## Task prompt
Both the line containing "Q: Locate the parked" and the last line of the listing are included: write out exactly the lines from one to the other.

## Records to process
** BEGIN **

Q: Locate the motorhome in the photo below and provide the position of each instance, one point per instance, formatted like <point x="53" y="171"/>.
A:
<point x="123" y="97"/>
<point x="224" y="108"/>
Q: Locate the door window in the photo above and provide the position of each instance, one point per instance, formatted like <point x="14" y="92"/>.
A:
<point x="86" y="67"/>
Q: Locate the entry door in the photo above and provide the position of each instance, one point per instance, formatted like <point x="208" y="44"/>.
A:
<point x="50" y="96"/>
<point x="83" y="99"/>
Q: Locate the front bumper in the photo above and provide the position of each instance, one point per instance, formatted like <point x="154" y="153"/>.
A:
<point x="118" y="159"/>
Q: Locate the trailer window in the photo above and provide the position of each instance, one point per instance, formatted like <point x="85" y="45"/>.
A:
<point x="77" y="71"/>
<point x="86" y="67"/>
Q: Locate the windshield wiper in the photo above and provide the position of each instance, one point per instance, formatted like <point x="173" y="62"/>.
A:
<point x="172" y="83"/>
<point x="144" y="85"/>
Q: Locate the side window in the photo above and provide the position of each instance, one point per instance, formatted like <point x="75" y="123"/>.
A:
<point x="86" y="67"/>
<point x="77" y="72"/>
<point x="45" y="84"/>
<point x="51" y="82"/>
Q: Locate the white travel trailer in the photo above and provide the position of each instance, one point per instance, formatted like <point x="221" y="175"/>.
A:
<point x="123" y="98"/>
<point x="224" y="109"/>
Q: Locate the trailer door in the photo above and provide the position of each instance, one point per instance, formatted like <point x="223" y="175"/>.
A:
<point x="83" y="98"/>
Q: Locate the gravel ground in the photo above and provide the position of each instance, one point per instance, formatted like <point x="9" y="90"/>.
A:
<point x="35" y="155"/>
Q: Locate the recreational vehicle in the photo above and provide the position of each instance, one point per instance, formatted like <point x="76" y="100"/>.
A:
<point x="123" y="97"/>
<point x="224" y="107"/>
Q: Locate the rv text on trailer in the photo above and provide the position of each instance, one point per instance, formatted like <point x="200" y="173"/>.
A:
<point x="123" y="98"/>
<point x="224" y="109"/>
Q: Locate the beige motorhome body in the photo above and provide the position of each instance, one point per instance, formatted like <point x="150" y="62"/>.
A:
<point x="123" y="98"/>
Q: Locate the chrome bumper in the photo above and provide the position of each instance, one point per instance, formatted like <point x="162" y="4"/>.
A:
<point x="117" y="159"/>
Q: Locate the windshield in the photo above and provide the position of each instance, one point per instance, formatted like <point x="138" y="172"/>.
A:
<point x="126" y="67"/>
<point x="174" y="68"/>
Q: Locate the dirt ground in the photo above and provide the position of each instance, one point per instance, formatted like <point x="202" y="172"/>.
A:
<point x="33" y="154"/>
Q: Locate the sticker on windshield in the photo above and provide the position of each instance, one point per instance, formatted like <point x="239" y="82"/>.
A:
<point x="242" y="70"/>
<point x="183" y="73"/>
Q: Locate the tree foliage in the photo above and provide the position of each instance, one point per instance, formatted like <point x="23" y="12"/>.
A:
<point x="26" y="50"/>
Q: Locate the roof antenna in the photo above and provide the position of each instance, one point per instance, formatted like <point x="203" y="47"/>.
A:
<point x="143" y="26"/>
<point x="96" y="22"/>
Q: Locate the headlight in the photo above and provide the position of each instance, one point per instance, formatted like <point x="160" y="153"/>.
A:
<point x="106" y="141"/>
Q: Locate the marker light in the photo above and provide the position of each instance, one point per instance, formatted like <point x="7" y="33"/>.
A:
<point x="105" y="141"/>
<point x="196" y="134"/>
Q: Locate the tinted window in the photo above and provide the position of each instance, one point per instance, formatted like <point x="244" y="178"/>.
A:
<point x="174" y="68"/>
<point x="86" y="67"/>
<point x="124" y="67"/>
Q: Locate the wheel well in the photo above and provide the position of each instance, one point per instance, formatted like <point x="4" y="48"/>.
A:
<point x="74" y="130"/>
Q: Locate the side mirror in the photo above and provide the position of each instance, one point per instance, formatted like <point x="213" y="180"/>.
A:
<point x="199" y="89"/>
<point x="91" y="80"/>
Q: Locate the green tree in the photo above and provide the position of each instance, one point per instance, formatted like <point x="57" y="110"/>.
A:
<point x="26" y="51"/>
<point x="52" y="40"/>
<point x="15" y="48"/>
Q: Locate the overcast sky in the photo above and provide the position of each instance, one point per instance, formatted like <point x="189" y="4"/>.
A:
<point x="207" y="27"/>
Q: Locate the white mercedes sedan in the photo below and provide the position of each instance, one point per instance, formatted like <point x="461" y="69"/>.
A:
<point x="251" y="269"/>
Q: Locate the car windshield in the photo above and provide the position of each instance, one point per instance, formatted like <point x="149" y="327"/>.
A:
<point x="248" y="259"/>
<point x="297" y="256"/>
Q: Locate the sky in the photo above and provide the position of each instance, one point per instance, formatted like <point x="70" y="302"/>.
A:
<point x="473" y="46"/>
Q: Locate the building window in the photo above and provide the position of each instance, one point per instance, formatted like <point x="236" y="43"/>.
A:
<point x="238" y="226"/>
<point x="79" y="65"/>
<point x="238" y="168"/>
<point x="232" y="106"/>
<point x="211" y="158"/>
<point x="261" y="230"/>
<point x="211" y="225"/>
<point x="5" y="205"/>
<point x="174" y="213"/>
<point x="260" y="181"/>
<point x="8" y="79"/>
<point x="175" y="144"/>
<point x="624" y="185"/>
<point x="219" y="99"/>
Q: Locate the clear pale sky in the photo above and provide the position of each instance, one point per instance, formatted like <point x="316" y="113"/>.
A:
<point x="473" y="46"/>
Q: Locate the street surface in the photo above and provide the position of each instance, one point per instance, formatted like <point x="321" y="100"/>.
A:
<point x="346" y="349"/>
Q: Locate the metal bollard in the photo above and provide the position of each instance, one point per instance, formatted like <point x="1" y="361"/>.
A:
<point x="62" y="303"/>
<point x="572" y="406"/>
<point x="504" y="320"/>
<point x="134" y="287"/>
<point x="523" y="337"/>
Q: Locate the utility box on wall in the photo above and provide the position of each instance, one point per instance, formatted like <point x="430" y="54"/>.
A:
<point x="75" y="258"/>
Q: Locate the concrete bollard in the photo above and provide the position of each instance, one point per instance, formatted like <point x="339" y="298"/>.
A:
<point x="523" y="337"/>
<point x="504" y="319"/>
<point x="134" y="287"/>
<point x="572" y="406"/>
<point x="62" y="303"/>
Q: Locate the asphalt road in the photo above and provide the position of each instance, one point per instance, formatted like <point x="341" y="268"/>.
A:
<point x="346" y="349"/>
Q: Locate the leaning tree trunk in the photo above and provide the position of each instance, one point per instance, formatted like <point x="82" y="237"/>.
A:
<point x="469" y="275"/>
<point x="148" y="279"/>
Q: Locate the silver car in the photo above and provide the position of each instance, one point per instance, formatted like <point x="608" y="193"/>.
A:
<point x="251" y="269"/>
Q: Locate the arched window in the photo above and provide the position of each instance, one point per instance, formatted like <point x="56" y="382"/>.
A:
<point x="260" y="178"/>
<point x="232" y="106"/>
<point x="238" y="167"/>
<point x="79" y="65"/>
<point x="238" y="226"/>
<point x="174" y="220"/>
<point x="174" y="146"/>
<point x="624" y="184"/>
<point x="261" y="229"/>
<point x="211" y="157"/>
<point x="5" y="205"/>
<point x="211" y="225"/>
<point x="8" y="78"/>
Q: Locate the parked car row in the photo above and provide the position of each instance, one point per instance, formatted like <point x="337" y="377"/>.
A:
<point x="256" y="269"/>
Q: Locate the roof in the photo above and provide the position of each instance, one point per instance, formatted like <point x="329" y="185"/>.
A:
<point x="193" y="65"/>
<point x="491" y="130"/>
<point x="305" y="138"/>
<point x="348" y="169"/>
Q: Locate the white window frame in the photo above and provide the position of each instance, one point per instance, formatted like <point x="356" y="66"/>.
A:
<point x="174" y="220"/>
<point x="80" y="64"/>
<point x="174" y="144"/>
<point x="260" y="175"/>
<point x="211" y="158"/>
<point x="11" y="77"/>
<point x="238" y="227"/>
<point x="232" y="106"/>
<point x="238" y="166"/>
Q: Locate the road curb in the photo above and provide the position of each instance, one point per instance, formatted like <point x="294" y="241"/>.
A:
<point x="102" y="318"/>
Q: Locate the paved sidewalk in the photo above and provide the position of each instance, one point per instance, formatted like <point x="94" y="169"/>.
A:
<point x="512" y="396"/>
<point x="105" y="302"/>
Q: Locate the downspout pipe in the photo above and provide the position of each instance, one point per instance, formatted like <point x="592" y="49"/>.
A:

** END **

## Answer to this exercise
Q: Locate the parked car row in the photo above and provide the position of each instance, one point per instance, formatted like <point x="337" y="377"/>.
A:
<point x="256" y="269"/>
Q: Locate the roof in the photo above and provide the position of each instance, one point per instance, formatted like <point x="329" y="185"/>.
A:
<point x="193" y="65"/>
<point x="491" y="130"/>
<point x="305" y="138"/>
<point x="348" y="169"/>
Q: Locate the white window frame in the photo above and provide the position of each instance, one point per instance, formatted like <point x="356" y="66"/>.
A:
<point x="174" y="220"/>
<point x="80" y="64"/>
<point x="174" y="144"/>
<point x="260" y="175"/>
<point x="211" y="158"/>
<point x="11" y="77"/>
<point x="238" y="227"/>
<point x="232" y="106"/>
<point x="238" y="166"/>
Q: Locate the road curb in the photo above and provide the position of each instance, one point per instance, formatted like <point x="294" y="241"/>.
A:
<point x="102" y="318"/>
Q: Locate the paved sidewalk in the photo above and provide the position of each instance, one point per instance, formatted like <point x="94" y="169"/>.
A:
<point x="512" y="396"/>
<point x="105" y="302"/>
Q: Locate the downspout pipe in the photo above and provide the position of each instance, one point per instance, formatted like <point x="592" y="49"/>.
A:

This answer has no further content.